• Task requirements:
In the rows from the line containing "Where can you spot the truck" through the end of the rows, inclusive, change "marker" to "pin" and give those lines back with nothing else altered.

• Source data:
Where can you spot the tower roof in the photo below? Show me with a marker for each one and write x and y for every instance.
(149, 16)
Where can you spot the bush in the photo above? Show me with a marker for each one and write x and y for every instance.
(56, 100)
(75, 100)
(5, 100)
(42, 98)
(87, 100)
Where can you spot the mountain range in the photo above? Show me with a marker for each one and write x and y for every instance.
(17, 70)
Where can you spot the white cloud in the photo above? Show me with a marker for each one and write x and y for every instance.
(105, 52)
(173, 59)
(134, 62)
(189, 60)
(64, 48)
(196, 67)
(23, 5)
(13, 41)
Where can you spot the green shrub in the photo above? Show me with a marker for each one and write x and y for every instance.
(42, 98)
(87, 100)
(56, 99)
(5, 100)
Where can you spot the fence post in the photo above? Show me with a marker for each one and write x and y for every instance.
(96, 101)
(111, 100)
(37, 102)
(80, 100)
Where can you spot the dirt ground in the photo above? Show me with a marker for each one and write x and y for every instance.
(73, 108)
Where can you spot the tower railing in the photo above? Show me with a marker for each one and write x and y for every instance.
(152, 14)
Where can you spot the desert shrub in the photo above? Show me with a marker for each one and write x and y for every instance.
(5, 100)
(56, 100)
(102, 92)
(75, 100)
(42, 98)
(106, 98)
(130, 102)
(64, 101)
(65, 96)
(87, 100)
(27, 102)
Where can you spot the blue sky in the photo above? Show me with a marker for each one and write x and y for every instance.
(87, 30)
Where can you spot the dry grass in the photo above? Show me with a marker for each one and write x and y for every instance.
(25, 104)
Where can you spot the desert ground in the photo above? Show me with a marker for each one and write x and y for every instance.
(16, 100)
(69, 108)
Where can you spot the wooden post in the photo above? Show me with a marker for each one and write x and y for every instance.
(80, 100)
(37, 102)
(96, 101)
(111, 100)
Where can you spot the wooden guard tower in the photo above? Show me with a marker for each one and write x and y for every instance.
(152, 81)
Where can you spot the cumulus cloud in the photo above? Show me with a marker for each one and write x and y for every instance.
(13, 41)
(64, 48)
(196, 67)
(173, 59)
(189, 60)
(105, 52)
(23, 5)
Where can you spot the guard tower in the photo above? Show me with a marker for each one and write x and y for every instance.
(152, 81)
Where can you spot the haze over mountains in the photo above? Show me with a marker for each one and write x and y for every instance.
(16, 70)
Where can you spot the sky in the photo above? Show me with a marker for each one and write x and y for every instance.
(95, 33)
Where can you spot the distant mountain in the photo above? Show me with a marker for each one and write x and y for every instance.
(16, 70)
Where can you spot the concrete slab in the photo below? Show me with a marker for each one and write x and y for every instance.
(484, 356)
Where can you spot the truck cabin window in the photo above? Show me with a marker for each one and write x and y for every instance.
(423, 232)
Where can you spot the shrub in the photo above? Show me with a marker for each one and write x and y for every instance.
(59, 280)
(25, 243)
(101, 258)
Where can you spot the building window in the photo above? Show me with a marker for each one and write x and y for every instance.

• The completed task:
Where can you spot the truck cabin window in the photo above? Show me with a pin for each one and write x and y for every instance.
(423, 232)
Where can you spot the shrub in the photo above? Show me with a pin for each one and write x and y for every instance.
(59, 280)
(25, 243)
(101, 258)
Where can you spot the building window in the photo above? Show me with a pin for each one and write x and y for every instance.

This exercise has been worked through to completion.